> **YOUR OBJECTIVE**
Find the line containing "Give one point for each instance of the baby's foot" in the data below and repeat it, along with all later lines, exactly through the last one.

> **RECORDS FOR PROCESSING**
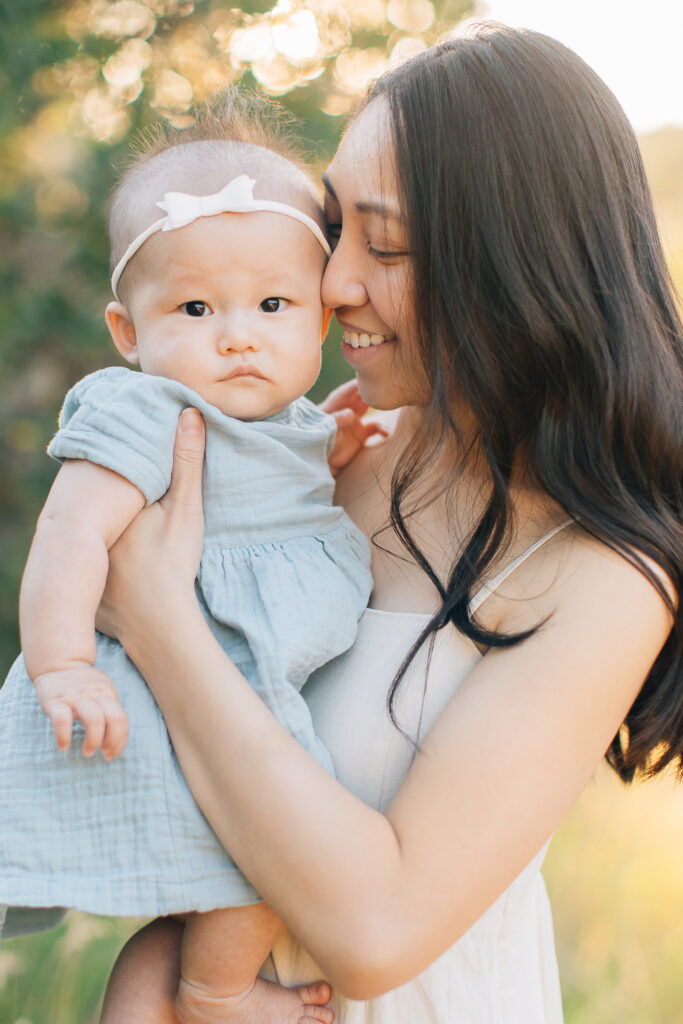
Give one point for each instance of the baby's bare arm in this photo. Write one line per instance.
(86, 511)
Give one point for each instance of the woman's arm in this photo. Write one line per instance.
(376, 898)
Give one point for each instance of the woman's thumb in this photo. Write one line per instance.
(185, 487)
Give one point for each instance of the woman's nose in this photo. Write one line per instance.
(342, 284)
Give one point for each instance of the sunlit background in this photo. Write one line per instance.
(78, 79)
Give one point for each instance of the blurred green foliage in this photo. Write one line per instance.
(78, 80)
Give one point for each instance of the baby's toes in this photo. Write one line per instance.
(315, 1015)
(317, 993)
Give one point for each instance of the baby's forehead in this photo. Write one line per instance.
(204, 169)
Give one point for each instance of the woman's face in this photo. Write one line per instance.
(369, 279)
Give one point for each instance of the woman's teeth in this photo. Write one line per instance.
(364, 340)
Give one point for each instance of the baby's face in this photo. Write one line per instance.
(230, 306)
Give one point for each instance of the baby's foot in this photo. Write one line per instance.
(262, 1003)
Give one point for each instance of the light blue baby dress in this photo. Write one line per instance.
(283, 581)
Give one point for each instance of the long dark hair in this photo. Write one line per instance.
(542, 293)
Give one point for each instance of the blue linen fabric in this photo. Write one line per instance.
(283, 581)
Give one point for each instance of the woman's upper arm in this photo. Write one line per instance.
(511, 753)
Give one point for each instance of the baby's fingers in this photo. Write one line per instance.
(61, 718)
(91, 715)
(116, 730)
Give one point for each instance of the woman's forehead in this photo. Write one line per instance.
(364, 166)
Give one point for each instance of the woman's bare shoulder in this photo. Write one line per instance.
(578, 574)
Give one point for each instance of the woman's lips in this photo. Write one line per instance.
(358, 339)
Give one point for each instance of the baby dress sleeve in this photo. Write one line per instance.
(125, 421)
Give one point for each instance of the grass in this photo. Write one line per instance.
(615, 878)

> **ANSWER SPACE**
Give one point for each instance of the baby's foot in this photo. Write one line per instance.
(262, 1003)
Give one point for each instance of the light blue baby dress in this photo. Write one line per instance.
(283, 581)
Give one point for each instance of the long dark hair in this photo. Write one line per instance.
(542, 293)
Give one point for each instance of the blue linen fabric in this photo. Write one line per instance.
(283, 581)
Give one point for each instance of the woman's upper arm in this photo. Write one line per instance.
(511, 753)
Give one point for each instance of the baby's fingers in this photo. Write one line per instance.
(61, 718)
(91, 715)
(116, 730)
Give one point for each instance of the woman's forehead in this photo. Write one line per instance.
(364, 166)
Give one point for each instance of the woman's bare shoulder in this photo. Write one line per instance.
(578, 574)
Give one point for each instance of the woman's lips in this photo. Write one line per instance.
(358, 339)
Give one point for each instance of the baby dress sleeve in this photo. Write one line per instance.
(125, 421)
Give one point for each instance of the grass in this photo. Write one line per instance.
(615, 878)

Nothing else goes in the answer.